*Document text*
When the Regulatory Reform (Fire Safety) Order 2005 came into force on 1st October 2006, the responsibility for fire safety within most premises passed from the local fire authority to a ‘responsible person’, which in the workplace means the employer or any other person who may have control of any part of the building.

The fundamental requirements of the RRO are for the responsible person to carry out a fire risk assessment and to take reasonable steps to remove hazards and reduce risks so that people can escape safely in the event of a fire.

Government guides

To aid this process, the government has published a series of fire safety risk assessment guides, which emphasise the need for emergency lighting wherever escape routes are internal and without windows or if premises are used during periods of darkness.

The guides require that installation and any modification of an emergency lighting system should be carried out by a competent person in accordance with BS5266 Parts 1 and 8. Furthermore, the emergency lighting system must be fit for purpose, regularly tested and properly maintained.

In the old days before the RRO, a fire officer would check and approve each building’s fire safety systems – including the emergency lighting - and then issue a fire certificate. Once this had been done, building operators were deemed to have discharged their legal responsibilities.

But the RRO has changed all that by doing away with fire certificates for all but a very small minority of particularly high risk premises. Instead of being able to hide behind a fire certificate, the ‘responsible person’ now has to demonstrate that the emergency lighting system is, and continues to be, ‘fit for purpose’. The best way of achieving this is to make use of third-party certification schemes such as BSI Kitemarking and ICEL registration.

Indeed the government guides themselves strongly endorse the use of third-party certification schemes as they provide the fullest possible assurances with regard to product quality, reliability and safety: “Third-party quality assurance can offer comfort both as a means of satisfying you that goods and services you have purchased are fit for purpose, and as a means of demonstrating that you have complied with the law.”

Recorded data
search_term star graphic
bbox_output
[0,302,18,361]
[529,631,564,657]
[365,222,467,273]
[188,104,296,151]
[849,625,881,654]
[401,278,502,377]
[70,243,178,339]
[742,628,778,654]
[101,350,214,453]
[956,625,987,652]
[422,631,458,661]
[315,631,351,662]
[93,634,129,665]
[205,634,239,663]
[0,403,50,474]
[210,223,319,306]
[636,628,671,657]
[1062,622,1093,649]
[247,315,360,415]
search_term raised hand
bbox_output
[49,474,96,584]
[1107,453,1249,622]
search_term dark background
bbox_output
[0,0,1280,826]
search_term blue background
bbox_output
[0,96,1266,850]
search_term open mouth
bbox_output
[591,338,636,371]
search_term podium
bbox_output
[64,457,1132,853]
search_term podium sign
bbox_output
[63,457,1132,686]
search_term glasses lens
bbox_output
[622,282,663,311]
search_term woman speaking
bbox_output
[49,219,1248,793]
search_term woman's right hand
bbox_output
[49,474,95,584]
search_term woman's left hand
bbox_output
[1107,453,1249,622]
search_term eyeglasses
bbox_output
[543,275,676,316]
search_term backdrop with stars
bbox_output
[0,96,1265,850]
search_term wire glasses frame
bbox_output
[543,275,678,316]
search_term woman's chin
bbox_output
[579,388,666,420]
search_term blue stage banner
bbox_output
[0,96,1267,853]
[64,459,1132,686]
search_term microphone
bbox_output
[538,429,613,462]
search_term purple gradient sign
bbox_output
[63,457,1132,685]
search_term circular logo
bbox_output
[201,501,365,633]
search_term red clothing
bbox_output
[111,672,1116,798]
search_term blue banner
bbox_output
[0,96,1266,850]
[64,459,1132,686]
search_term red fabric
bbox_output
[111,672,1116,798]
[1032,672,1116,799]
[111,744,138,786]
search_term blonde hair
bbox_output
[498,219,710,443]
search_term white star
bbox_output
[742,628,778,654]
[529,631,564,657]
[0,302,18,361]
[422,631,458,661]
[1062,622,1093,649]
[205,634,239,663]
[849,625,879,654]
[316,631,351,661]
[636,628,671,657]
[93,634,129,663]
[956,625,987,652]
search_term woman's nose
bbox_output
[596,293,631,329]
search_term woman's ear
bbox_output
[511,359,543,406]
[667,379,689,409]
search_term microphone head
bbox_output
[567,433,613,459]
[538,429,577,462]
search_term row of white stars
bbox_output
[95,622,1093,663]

==

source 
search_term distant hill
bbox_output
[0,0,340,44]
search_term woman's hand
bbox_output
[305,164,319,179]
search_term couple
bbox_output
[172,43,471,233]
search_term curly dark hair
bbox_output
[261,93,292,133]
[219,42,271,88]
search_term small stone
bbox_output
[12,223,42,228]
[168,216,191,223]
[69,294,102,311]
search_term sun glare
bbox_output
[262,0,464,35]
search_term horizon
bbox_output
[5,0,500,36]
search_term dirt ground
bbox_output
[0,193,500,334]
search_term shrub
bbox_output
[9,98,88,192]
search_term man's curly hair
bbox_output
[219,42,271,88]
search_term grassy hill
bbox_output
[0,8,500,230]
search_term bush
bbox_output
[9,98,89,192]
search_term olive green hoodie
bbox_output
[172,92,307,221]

==

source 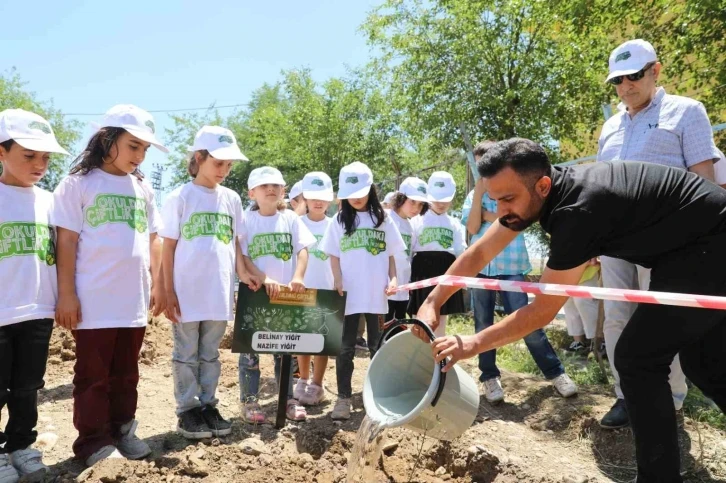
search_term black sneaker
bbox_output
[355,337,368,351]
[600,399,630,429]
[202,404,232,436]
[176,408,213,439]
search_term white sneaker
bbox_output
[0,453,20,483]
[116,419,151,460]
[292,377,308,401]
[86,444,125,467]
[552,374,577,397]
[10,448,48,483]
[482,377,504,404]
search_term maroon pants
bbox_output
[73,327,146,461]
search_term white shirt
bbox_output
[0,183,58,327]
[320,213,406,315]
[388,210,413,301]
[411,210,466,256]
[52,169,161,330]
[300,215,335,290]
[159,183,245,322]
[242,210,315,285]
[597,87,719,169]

*What needs to be done*
According to the fire safety text, which British Standard must the installation or modification of an emergency lighting system follow?

*Task result*
BS5266 Parts 1 and 8.